Line by line, copy out the entries exactly and leave the pictures behind.

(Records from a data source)
----------------------------------------

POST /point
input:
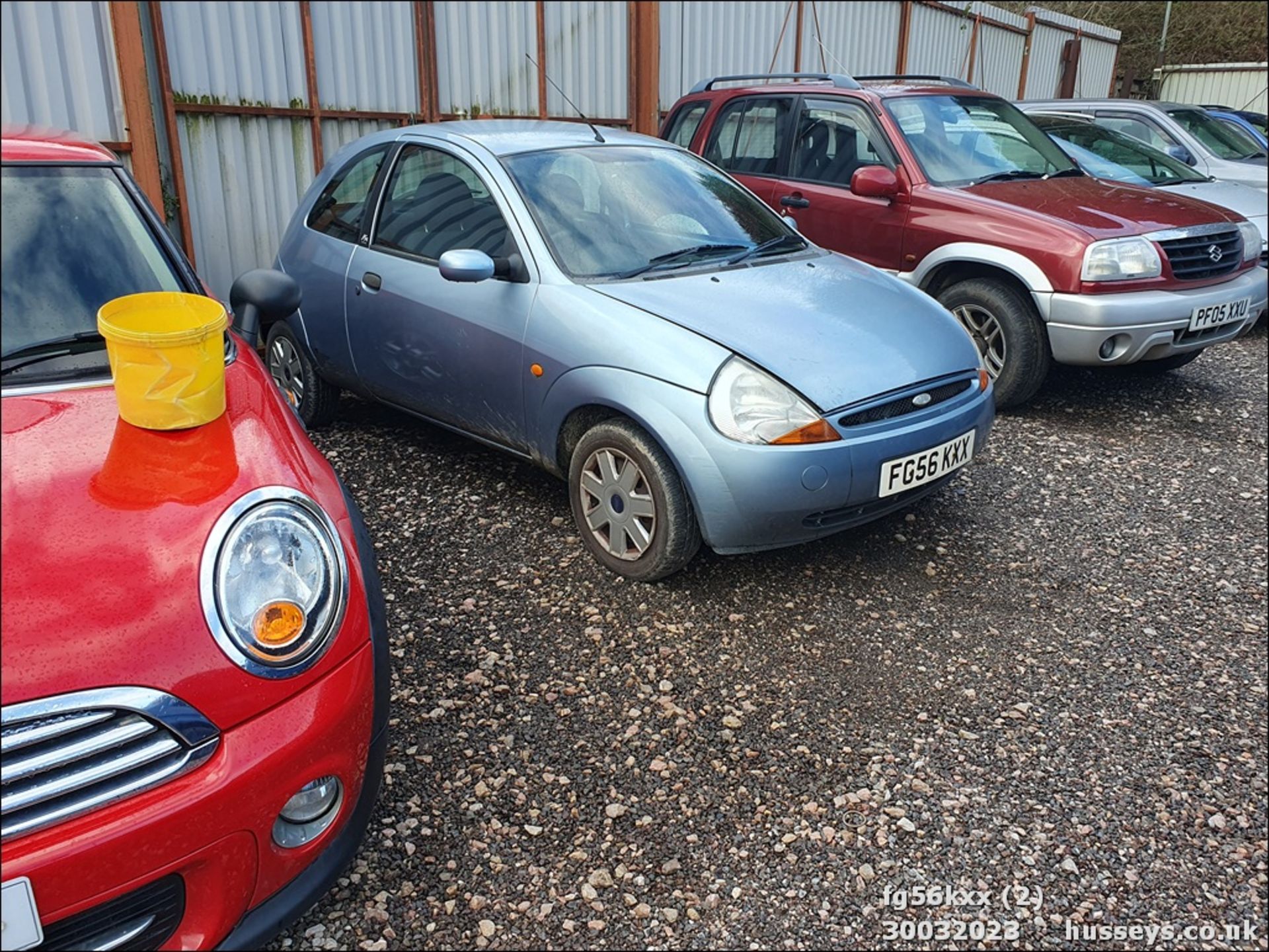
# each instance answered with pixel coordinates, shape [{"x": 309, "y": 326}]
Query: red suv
[{"x": 957, "y": 192}]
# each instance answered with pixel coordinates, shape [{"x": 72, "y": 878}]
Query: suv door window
[
  {"x": 684, "y": 124},
  {"x": 749, "y": 133},
  {"x": 342, "y": 204},
  {"x": 1136, "y": 127},
  {"x": 834, "y": 139},
  {"x": 433, "y": 203}
]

----------------------------------------

* _RESPONSE_
POST /point
input:
# each instance answered with pixel coordinates, shape [{"x": 309, "y": 326}]
Query: red suv
[{"x": 957, "y": 192}]
# each instance answered with pixel coordinates, shape [{"x": 72, "y": 878}]
Query: suv door window
[
  {"x": 684, "y": 124},
  {"x": 749, "y": 133},
  {"x": 342, "y": 204},
  {"x": 1136, "y": 127},
  {"x": 834, "y": 139},
  {"x": 433, "y": 203}
]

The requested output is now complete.